Exercise goal: Please list each line from the rows below that contains the word "blue", copying every such line in full.

----------------------------------------

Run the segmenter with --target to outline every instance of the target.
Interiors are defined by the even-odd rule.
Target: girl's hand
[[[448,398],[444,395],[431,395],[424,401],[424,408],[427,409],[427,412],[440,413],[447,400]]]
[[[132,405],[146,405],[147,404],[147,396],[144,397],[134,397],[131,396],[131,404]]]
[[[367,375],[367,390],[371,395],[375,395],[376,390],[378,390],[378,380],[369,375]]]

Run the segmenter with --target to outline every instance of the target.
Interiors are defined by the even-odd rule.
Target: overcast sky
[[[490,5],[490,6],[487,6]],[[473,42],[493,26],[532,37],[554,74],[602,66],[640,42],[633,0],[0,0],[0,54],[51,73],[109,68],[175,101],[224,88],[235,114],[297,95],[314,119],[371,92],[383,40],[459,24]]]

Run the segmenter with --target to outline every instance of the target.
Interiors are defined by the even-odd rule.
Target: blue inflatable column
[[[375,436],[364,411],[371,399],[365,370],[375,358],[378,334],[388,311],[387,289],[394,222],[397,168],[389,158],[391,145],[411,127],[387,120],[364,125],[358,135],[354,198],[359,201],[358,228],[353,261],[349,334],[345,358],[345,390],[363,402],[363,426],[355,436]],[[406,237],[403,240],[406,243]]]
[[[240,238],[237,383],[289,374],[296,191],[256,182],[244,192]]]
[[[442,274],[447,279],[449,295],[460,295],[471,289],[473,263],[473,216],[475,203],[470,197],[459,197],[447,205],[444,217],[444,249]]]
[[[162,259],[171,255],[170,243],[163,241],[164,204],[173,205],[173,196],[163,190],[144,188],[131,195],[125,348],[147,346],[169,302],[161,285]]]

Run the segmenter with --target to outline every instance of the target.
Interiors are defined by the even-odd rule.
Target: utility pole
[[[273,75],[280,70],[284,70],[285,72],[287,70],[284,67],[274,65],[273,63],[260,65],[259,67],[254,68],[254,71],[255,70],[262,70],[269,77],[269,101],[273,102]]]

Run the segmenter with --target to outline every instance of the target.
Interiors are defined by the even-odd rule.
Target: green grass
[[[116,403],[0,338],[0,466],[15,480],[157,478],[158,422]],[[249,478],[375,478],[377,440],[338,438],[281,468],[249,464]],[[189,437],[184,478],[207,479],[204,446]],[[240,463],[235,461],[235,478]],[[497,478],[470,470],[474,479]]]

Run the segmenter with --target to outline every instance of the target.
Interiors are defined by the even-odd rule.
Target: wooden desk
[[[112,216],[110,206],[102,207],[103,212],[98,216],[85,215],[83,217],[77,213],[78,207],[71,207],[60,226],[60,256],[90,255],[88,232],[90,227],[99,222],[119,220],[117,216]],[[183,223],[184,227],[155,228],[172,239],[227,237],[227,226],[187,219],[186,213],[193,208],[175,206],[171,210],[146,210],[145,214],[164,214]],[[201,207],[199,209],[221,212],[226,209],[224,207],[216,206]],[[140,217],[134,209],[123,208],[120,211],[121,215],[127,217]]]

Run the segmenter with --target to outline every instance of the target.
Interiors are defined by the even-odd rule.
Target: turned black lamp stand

----------------------------------------

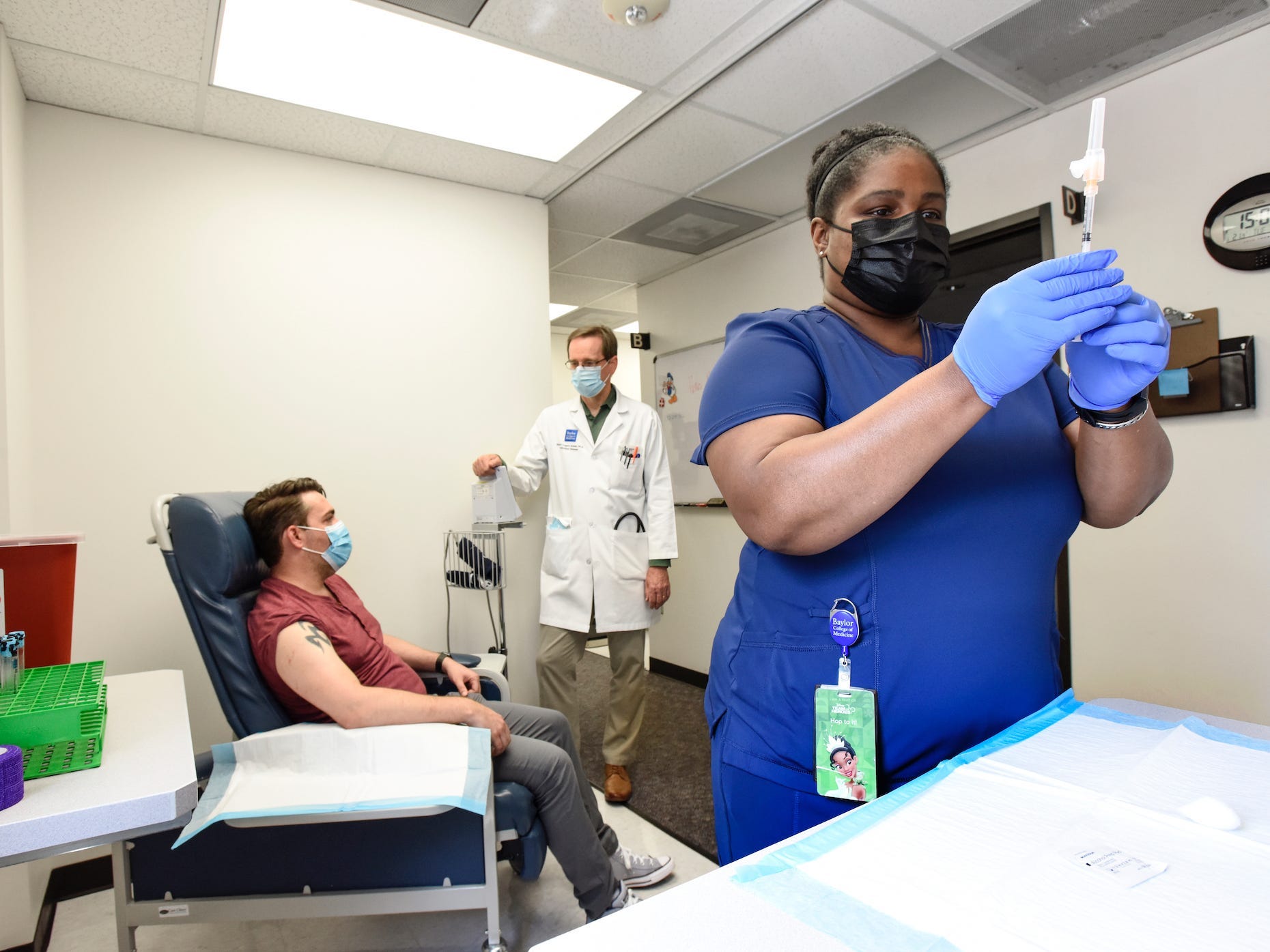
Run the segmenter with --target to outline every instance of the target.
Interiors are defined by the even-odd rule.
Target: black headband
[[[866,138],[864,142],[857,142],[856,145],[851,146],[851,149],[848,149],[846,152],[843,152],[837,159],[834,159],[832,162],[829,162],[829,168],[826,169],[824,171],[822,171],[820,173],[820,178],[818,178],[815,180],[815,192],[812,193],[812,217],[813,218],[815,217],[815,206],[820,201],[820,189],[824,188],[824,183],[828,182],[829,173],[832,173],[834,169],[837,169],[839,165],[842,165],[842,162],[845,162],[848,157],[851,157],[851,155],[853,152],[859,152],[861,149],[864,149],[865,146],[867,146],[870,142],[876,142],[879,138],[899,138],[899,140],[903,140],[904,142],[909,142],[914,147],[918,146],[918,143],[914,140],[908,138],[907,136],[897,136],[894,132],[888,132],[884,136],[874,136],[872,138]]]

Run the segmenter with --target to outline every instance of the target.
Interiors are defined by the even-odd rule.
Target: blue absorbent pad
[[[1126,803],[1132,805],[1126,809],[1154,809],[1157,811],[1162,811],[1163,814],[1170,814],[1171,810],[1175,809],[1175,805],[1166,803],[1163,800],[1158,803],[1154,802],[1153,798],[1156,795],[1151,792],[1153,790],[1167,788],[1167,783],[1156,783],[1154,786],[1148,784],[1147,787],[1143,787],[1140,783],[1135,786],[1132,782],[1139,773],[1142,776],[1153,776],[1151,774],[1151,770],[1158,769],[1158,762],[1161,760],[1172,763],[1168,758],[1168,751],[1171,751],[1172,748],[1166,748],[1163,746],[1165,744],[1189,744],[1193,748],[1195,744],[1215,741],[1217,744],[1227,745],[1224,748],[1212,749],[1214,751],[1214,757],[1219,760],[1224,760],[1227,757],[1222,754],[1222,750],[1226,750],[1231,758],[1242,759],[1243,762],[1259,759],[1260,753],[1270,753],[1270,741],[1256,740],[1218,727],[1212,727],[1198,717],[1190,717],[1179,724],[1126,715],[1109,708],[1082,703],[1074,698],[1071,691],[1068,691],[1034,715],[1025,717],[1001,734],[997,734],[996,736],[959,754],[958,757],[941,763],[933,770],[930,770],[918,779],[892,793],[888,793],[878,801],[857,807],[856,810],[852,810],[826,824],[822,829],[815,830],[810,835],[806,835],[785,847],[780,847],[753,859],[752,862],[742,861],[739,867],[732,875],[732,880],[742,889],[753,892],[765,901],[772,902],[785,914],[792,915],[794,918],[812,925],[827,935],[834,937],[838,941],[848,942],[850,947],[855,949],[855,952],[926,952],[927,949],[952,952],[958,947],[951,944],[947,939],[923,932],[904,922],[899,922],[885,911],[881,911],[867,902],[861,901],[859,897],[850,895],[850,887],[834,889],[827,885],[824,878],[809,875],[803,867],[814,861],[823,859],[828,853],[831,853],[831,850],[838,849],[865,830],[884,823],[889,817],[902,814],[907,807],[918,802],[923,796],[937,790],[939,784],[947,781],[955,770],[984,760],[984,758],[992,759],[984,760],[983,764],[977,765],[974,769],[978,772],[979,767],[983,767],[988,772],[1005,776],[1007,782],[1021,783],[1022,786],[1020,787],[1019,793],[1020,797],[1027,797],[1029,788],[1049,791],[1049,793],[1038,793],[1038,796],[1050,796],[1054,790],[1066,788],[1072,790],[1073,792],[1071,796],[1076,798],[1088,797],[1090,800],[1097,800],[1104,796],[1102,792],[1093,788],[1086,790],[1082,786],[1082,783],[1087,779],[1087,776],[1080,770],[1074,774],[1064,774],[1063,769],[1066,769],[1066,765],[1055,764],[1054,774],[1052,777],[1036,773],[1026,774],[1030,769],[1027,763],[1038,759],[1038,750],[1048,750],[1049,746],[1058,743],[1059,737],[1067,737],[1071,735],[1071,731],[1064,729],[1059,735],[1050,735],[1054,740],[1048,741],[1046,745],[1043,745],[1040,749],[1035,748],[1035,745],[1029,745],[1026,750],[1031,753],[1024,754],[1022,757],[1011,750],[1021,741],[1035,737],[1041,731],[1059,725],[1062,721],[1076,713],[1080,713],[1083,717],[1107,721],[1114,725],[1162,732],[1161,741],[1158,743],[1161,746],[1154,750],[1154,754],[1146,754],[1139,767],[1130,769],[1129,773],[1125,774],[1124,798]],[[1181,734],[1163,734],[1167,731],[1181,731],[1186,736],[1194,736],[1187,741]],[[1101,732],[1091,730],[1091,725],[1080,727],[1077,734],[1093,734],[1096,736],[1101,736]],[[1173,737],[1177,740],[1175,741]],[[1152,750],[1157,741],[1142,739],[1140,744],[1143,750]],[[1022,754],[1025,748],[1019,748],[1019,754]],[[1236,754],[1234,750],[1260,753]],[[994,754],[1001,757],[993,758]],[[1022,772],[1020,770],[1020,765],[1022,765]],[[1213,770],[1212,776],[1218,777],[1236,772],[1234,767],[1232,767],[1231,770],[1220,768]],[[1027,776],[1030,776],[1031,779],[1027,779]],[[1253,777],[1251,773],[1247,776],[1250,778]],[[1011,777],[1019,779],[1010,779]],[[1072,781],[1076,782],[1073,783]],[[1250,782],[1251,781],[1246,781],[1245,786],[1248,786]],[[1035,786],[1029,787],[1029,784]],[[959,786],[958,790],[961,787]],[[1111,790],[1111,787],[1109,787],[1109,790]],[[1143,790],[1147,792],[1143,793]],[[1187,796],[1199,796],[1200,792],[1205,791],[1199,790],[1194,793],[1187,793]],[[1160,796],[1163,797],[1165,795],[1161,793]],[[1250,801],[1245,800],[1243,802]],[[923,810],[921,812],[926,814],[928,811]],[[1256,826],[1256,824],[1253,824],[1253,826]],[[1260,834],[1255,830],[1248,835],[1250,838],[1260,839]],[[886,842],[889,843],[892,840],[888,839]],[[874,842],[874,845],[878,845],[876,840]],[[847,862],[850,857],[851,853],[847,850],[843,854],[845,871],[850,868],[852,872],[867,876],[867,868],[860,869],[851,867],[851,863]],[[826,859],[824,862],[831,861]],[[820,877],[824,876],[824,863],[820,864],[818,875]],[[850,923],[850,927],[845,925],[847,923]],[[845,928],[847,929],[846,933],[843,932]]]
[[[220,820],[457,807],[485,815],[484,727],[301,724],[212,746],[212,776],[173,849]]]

----------------------------------------

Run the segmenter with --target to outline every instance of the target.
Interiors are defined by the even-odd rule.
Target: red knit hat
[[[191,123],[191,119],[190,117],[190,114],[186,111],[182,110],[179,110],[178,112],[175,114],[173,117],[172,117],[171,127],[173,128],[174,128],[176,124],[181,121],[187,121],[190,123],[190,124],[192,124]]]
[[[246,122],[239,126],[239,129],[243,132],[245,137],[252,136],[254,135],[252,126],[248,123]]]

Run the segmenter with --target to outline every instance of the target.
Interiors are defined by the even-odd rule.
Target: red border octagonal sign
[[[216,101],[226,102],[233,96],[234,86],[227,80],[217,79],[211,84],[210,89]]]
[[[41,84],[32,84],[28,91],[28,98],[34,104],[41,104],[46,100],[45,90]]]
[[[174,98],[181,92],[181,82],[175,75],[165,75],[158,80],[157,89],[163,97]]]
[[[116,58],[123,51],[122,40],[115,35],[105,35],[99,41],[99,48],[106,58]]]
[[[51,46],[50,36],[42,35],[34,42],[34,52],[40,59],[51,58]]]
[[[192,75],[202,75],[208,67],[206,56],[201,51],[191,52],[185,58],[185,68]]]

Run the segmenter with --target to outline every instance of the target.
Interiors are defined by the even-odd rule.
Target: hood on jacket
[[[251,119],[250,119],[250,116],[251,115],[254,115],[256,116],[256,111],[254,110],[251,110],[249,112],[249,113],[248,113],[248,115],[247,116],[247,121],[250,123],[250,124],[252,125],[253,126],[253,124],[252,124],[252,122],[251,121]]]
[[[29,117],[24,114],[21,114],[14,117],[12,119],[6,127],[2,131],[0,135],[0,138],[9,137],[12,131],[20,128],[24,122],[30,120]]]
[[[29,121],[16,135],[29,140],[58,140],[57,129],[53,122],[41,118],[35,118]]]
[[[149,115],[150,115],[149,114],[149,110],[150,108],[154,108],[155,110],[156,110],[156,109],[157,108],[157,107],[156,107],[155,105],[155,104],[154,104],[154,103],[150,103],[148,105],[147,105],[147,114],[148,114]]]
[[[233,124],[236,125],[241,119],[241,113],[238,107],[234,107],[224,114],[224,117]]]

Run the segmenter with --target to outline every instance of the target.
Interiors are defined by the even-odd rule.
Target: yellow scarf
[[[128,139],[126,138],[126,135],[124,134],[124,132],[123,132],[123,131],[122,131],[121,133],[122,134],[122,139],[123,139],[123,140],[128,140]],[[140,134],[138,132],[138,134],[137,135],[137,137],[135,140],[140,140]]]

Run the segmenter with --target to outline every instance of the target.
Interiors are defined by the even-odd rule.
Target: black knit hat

----------------------------------------

The completed task:
Target: blue inflatable column
Target: blue absorbent pad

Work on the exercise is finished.